Extracted data entries
·····

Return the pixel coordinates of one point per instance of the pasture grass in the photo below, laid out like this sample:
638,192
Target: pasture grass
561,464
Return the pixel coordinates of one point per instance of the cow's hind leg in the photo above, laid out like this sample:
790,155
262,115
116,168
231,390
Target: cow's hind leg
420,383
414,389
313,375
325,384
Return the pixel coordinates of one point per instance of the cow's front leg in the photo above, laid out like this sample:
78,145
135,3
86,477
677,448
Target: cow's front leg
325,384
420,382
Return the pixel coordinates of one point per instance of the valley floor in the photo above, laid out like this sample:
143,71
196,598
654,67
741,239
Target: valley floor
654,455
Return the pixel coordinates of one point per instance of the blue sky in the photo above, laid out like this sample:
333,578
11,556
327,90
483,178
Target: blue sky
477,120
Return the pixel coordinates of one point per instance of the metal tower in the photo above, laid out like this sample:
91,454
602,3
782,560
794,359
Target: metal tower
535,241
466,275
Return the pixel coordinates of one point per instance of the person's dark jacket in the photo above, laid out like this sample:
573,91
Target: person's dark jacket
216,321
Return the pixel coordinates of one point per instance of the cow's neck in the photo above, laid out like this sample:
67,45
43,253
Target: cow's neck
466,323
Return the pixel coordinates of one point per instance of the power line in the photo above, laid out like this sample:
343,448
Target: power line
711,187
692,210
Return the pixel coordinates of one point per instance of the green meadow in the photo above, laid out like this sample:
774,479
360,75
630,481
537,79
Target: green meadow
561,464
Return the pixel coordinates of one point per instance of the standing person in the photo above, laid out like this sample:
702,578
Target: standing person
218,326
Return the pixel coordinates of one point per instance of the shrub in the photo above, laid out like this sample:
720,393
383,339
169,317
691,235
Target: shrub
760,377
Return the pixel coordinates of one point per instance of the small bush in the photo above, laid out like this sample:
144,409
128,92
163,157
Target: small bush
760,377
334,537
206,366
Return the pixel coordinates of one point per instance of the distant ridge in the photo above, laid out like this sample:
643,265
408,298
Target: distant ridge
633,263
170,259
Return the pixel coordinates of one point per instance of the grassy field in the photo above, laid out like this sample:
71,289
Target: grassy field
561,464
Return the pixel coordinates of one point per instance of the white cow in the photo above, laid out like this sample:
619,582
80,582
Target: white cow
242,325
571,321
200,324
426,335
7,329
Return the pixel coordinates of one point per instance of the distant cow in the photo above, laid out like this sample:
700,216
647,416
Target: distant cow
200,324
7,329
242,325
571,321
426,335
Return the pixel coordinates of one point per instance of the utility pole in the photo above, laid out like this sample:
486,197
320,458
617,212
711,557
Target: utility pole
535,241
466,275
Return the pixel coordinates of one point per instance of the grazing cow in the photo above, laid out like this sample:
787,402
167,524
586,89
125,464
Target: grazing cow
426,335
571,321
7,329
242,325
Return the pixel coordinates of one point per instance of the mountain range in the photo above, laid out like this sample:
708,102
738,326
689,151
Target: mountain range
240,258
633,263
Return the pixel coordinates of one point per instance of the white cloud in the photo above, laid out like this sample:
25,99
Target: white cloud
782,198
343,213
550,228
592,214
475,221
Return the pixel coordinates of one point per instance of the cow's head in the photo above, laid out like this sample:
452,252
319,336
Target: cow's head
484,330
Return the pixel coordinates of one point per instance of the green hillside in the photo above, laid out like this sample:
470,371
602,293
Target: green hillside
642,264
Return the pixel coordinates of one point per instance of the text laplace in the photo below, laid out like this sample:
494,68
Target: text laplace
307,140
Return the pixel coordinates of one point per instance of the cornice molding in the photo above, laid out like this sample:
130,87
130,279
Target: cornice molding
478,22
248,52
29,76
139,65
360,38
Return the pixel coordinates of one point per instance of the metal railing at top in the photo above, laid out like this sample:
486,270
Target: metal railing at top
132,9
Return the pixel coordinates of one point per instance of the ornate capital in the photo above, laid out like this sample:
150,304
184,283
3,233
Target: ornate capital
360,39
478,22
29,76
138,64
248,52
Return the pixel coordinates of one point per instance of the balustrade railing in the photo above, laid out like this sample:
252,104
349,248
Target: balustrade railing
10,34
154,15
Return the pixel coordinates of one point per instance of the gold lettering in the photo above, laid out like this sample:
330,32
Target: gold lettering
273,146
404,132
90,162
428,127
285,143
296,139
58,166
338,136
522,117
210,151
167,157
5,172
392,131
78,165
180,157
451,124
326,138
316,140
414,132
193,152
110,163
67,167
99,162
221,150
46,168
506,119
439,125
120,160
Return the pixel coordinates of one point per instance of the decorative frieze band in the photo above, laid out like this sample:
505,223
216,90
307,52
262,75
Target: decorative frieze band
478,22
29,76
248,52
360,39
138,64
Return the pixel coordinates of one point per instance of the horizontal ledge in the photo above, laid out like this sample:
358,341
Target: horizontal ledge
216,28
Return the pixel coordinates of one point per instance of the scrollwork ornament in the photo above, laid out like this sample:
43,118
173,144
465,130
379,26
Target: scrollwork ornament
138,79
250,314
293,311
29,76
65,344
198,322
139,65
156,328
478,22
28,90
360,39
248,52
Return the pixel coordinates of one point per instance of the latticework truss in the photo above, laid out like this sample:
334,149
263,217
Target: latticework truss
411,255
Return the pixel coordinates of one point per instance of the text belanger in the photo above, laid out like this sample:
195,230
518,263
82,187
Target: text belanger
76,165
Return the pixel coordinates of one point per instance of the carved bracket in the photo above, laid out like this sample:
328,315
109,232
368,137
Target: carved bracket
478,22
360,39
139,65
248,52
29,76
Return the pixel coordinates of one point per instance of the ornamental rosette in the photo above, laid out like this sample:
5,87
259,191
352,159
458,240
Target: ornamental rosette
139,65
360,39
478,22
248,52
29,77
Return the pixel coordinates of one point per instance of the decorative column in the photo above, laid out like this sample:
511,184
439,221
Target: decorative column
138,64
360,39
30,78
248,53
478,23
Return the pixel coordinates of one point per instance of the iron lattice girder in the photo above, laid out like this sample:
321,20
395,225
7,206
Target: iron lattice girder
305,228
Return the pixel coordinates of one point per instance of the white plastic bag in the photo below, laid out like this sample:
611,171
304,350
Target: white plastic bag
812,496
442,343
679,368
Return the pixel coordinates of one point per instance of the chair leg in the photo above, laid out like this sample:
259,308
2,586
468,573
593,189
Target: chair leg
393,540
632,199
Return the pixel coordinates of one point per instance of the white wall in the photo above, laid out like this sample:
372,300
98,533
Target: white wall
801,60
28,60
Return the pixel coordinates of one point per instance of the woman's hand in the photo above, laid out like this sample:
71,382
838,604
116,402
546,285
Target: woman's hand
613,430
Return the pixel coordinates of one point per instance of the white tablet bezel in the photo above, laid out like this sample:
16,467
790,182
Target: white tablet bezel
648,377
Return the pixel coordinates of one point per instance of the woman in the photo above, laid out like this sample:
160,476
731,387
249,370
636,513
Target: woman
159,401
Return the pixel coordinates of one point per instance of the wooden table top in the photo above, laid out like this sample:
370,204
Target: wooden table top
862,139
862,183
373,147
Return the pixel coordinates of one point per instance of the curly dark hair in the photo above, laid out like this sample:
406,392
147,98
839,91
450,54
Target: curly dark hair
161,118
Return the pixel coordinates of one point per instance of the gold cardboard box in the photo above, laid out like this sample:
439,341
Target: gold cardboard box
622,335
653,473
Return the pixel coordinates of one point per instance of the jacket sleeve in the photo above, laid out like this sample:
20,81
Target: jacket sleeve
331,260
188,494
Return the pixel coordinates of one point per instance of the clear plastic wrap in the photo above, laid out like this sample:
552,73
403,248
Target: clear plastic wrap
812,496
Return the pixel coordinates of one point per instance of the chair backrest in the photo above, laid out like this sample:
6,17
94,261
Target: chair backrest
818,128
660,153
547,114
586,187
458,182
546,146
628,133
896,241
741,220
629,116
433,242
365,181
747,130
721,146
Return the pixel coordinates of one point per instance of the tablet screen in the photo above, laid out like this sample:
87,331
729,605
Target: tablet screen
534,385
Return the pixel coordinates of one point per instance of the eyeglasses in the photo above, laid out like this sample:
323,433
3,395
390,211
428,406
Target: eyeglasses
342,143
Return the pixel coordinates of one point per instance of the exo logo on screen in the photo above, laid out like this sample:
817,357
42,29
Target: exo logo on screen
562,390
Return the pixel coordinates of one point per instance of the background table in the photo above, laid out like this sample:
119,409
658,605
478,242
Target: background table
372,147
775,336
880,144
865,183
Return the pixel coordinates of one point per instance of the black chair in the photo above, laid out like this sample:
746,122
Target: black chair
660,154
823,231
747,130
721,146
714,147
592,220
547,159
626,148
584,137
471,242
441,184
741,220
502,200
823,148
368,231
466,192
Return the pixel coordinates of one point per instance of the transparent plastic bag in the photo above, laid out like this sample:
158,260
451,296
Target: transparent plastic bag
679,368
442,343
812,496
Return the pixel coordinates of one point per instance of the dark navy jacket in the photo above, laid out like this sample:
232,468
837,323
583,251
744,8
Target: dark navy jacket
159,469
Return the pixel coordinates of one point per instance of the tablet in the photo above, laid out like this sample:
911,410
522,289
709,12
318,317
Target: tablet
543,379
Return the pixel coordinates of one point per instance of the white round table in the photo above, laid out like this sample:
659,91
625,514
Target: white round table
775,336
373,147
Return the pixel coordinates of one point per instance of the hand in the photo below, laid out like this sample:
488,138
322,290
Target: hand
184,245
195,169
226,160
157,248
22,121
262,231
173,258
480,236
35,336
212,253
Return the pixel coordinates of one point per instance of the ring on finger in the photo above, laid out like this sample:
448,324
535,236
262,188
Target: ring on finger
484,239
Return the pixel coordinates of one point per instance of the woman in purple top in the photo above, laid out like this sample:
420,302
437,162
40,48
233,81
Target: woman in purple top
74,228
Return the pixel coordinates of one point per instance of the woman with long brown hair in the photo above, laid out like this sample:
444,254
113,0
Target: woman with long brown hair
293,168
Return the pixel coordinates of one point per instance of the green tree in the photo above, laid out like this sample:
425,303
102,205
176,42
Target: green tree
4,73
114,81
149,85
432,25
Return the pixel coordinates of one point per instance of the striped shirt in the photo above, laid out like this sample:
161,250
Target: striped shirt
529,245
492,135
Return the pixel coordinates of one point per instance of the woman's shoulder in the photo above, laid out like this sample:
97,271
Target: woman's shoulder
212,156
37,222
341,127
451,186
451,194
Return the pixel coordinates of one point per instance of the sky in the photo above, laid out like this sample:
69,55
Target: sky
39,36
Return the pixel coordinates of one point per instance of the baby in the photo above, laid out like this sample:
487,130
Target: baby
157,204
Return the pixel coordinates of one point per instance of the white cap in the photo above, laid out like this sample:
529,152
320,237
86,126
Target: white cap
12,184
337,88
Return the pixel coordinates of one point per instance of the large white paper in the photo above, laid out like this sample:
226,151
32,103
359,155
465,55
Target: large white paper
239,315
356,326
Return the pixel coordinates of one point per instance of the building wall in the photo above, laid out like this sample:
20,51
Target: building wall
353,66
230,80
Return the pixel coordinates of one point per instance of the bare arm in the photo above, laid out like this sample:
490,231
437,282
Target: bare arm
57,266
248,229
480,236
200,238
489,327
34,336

·····

ASSIGNMENT –
Look for the string "below" in the entries above. Copy every line that has it.

TASK ANSWER –
Return the pixel coordinates of one point per instance of the pasture grass in the photo below, laid out like this sample:
Return the pixel coordinates of one point per instance of the text laplace in the photo below, laid out like this sample:
Return the pixel coordinates of one point per instance of the white plastic bag in the photo below, laid out like this sample:
Return the pixel coordinates of one point per instance of the hand in the photo below, laid out like this sample:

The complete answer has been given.